Complete the following ▸
• a. According to the abstract on dementia in everyday life, what was the Assessment of Motor and Process Skills used for in the first study? Answer in one sentence.
• b. Carry on the abstract about dementia in everyday life from its final sentence.

Abstract
The overarching aim of this study was to extend and deepen the understanding of the consequences and experiences of dementia in everyday life. The first study (I) compared the performances of the instrumental activities of daily life (IADL) in an unfamiliar, clinical setting and in the familiar home settings of 19 subjects with suspected dementia. The Assessment of Motor and Process Skills (AMPS) was used for observing IADL performance. The results showed no overall difference between the settings for the group of subjects, while statistically significant differences were exhibited for individual subjects.
In Study Il, the relationships between the AMPS IADL motor and process abilities, and the cognitive functions, as assessed by 14 neuropsychological tests, were investigated among 52 subjects with mild Alzheimer's disease. Significant predictors of AMPS IADL ability were psychomotor speed, flexibility, visuoconstructive function and secondary memory. The cognitive tests explained 24-26% of the variation in AMPSIADL abilities.

[Stored data entries]
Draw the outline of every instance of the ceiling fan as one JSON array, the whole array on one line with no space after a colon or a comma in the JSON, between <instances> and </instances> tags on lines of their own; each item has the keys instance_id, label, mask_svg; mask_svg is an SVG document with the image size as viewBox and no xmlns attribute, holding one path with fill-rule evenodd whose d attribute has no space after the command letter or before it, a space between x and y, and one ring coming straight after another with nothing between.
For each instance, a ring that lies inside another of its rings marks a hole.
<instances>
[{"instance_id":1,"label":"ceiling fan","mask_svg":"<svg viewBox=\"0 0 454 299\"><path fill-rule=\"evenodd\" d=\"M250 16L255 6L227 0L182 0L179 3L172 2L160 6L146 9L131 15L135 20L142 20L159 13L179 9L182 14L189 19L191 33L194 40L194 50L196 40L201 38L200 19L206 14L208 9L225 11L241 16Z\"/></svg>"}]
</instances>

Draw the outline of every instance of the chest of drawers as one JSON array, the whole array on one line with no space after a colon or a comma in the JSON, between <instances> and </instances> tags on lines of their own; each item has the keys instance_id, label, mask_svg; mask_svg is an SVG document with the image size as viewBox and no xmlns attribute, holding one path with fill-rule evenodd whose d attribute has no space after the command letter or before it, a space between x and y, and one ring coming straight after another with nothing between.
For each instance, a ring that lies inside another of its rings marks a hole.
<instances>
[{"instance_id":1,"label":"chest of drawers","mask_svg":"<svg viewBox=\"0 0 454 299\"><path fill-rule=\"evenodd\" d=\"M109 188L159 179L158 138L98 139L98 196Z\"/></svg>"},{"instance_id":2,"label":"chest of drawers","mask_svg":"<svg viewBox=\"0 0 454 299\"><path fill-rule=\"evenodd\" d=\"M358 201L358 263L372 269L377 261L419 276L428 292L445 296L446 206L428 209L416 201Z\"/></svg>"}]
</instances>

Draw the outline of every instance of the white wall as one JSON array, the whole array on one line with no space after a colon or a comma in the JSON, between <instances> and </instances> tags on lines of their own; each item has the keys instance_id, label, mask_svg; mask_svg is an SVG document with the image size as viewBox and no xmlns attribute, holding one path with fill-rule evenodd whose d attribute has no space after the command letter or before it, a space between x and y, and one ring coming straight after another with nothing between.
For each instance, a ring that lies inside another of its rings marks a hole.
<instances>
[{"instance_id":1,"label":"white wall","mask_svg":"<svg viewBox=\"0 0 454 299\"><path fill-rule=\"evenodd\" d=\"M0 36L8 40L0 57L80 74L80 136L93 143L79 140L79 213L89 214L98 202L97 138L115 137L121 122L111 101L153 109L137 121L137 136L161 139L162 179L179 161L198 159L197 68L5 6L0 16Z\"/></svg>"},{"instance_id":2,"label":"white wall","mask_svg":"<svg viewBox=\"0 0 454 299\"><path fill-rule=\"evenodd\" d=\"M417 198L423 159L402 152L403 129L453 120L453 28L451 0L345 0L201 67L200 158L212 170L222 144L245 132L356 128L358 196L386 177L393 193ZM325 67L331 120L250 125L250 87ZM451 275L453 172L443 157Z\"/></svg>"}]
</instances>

Responses to the tasks ▸
• a. It was used to observe how the 19 subjects with suspected dementia performed instrumental activities of daily life (IADL).

• b.
In Study III, the consequences of dementia in the everyday lives of two early-onset participants were explored. The everyday occupational difficulties of the participants and their individually divergent strategies for compensation that were exhibited in the data were described. The difficulties and the compensational efforts of the two participants seemed to bring about very different consequences for the two participants' everyday living.
To understand this difference, further investigations were conducted in Study IV, and the participants' strategies for managing their images of the occupational self by attributing the disease and its consequences to their ability were discovered and interpreted.
In Study V, the participants' experiences of living with the illness in everyday life during three years were explored by a phenomenological approach, which resulted in a phenomenological structure. This structure revealed an altering meaning of the life-world and a perceived threat to order and control that was met and resisted in individually different ways. In summary, the results exhibited considerable consequences in everyday life from a dementing disease for the afflicted persons, and highly individualised meanings, management strategies and experiences of the changes brought about by the disease. The environment's impact seemed to be too complex to be captured by assessments of IADL ability in relation to familiarity only. The importance of a meaning-searching and individualised perspective in therapy and caregiving was discussed and emphasised.